+++ ENTRIES SHOWN
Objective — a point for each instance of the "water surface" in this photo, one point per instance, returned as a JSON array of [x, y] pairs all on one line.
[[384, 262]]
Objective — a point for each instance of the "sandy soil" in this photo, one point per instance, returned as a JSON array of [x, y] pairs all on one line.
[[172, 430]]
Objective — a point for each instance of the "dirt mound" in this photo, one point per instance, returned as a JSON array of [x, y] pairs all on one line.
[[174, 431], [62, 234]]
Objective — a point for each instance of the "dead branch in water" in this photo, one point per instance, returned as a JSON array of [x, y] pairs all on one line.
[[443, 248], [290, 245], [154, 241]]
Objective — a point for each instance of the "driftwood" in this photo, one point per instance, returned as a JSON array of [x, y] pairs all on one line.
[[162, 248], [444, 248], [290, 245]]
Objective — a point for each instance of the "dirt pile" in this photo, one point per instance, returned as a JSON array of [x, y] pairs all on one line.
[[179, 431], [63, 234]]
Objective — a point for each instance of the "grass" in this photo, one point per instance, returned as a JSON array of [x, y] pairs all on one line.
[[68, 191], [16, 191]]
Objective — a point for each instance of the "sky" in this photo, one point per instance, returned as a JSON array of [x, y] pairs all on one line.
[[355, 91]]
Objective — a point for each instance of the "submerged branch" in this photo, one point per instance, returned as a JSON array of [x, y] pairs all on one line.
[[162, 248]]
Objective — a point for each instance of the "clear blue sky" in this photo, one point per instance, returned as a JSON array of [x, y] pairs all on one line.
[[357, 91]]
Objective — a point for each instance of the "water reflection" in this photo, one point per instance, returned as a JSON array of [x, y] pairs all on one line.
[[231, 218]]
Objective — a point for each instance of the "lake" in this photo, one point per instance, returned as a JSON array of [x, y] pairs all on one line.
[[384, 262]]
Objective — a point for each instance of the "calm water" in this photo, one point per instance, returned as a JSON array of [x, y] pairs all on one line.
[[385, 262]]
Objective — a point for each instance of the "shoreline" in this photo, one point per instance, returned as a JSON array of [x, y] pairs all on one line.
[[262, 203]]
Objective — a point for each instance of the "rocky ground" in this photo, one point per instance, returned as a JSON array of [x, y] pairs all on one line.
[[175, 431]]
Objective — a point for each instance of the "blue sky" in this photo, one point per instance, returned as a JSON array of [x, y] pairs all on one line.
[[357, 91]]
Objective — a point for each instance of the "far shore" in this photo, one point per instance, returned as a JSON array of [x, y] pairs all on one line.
++++++
**PROBLEM TO SOLVE**
Scale the lines from the start of the records through the one containing "[[68, 191], [16, 191]]", copying each request as is and multiplying every coordinate in the answers by 0.8, rounded to whole numbers with halves going up. Stop after that line.

**RESPONSE TO THIS TASK**
Objective — a point for each instance of the "water surface" in this photo, one point per instance, returned as a JSON array of [x, y] pairs all on one line.
[[307, 210]]
Objective — a point for each instance of the "sandy soil" in this photo, one point per instance, returned as a JSON array of [x, y] pairs all on one line.
[[138, 344]]
Objective — a point for each instance of the "dirt mound" in this photo, one point per instance, returned as a JSON array of [x, y] pairs all on one line.
[[139, 345], [50, 187]]
Objective — a point for each instance of the "dead branch in water" in this photo, one point per instance, returned as a JSON array of [x, y] pairs all on one line.
[[354, 198], [232, 196], [123, 193]]
Objective — a point for each instance of the "driftwood" in this photo, one point per instance, returned as a JSON array of [x, y] pairs all on one line.
[[130, 198], [355, 198], [232, 196]]
Objective — a point for each instance of the "dirt pile" in this photo, one point per instance, returned as a JSON array of [x, y] pairs all on one line.
[[143, 345], [50, 187]]
Objective — a point for each instance of the "grass" in this photo, one point per instance, returned as a JSON array of [x, y] pairs all on one line.
[[54, 153], [13, 153]]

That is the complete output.